> **What the task asks**
Lay out every line of the items below as a Markdown table with the columns "Row" and "Line", numbering the rows in order and skipping blank lines.

> **Dataset entries**
════════════════════

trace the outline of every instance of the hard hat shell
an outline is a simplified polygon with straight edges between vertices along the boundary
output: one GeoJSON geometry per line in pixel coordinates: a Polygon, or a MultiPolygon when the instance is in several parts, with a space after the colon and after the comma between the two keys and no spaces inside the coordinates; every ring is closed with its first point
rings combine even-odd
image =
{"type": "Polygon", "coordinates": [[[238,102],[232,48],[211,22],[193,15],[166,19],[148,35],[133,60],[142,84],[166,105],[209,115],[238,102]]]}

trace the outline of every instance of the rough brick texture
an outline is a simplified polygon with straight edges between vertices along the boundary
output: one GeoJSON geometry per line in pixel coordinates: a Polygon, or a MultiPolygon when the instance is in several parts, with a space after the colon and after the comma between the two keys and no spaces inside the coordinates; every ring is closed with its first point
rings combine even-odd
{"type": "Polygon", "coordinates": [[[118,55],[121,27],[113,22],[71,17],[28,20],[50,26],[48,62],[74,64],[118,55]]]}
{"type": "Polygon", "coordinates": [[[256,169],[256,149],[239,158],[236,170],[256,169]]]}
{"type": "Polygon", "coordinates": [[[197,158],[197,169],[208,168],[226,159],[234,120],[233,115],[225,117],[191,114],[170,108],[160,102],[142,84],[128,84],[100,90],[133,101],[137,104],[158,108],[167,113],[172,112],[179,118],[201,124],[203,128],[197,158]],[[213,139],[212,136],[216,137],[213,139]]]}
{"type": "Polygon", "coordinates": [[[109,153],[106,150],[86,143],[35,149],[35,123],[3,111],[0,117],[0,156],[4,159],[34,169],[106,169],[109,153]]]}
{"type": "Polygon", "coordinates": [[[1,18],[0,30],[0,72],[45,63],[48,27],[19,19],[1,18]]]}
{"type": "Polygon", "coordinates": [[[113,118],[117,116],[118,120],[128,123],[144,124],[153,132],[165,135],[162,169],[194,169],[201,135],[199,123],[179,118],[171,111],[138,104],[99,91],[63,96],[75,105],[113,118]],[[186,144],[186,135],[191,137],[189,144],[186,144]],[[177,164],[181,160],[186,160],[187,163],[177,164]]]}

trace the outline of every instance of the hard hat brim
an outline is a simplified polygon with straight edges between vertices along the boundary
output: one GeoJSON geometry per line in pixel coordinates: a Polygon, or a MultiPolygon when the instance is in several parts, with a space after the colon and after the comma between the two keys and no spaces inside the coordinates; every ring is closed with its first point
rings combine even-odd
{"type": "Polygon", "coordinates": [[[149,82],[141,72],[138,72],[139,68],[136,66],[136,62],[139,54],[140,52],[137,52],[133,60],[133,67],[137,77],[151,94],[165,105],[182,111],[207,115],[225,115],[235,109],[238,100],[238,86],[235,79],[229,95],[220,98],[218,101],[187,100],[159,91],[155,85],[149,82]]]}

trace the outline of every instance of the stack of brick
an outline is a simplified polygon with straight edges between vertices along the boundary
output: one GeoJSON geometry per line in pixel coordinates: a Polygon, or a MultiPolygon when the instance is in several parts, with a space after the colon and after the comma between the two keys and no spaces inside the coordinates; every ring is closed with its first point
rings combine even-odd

════════════════════

> **The result**
| Row | Line |
|---|---|
| 1 | trace the outline of every instance of the hard hat shell |
| 2 | an outline is a simplified polygon with straight edges between vertices along the boundary |
| 3 | output: one GeoJSON geometry per line in pixel coordinates: a Polygon, or a MultiPolygon when the instance is in several parts, with a space after the colon and after the comma between the two keys and no spaces inside the coordinates; every ring is closed with its first point |
| 4 | rings combine even-odd |
| 5 | image = |
| 6 | {"type": "Polygon", "coordinates": [[[238,102],[232,48],[211,22],[193,15],[166,19],[148,35],[133,60],[142,84],[166,105],[209,115],[238,102]]]} |
| 7 | trace the outline of every instance of the rough brick texture |
| 8 | an outline is a simplified polygon with straight edges between vertices along the boundary |
| 9 | output: one GeoJSON geometry per line in pixel coordinates: a Polygon, or a MultiPolygon when the instance is in several parts, with a space after the colon and after the comma between the two keys and no spaces inside the coordinates; every ring is closed with its first point |
| 10 | rings combine even-odd |
| 11 | {"type": "Polygon", "coordinates": [[[118,55],[121,27],[113,22],[71,17],[28,20],[50,26],[48,62],[74,64],[118,55]]]} |
| 12 | {"type": "Polygon", "coordinates": [[[256,169],[256,149],[239,158],[236,170],[256,169]]]} |
| 13 | {"type": "Polygon", "coordinates": [[[197,158],[197,169],[208,168],[226,159],[234,120],[233,115],[225,117],[191,114],[170,108],[160,102],[142,84],[128,84],[100,90],[133,101],[137,104],[158,108],[167,113],[172,112],[179,118],[201,124],[203,128],[197,158]],[[213,139],[212,136],[216,137],[213,139]]]} |
| 14 | {"type": "Polygon", "coordinates": [[[109,153],[106,150],[86,143],[35,149],[35,123],[3,111],[0,117],[0,156],[4,159],[34,169],[106,169],[109,153]]]} |
| 15 | {"type": "Polygon", "coordinates": [[[1,18],[0,30],[0,72],[45,63],[48,27],[19,19],[1,18]]]} |
| 16 | {"type": "Polygon", "coordinates": [[[113,118],[117,116],[118,120],[128,123],[144,124],[153,132],[165,135],[162,169],[194,169],[201,135],[199,123],[179,118],[171,111],[138,104],[99,91],[63,96],[75,105],[113,118]],[[186,144],[186,135],[191,137],[189,144],[186,144]],[[177,164],[181,160],[186,160],[187,163],[177,164]]]} |
| 17 | trace the outline of every instance of the hard hat brim |
| 18 | an outline is a simplified polygon with straight edges between vertices along the boundary |
| 19 | output: one GeoJSON geometry per line in pixel coordinates: a Polygon, or a MultiPolygon when the instance is in several parts, with a space after the colon and after the comma between the two keys and no spaces inside the coordinates; every ring is closed with its first point |
| 20 | rings combine even-odd |
| 21 | {"type": "Polygon", "coordinates": [[[149,82],[141,72],[138,72],[139,68],[136,66],[136,62],[139,54],[140,52],[137,52],[133,60],[133,67],[137,77],[151,94],[165,105],[182,111],[207,115],[225,115],[235,109],[238,100],[238,86],[235,79],[229,95],[220,98],[218,101],[187,100],[159,91],[155,85],[149,82]]]} |
| 22 | trace the outline of every instance of the stack of brick |
| 23 | an outline is a simplified polygon with straight edges between vertices along the boundary |
| 24 | output: one GeoJSON geometry per line in pixel coordinates: a Polygon, or a MultiPolygon when the instance is in several parts, with a space after the colon and after the comma between the two keys and no spaces inside the coordinates; every ring is closed with its first point |
| 25 | rings combine even-odd |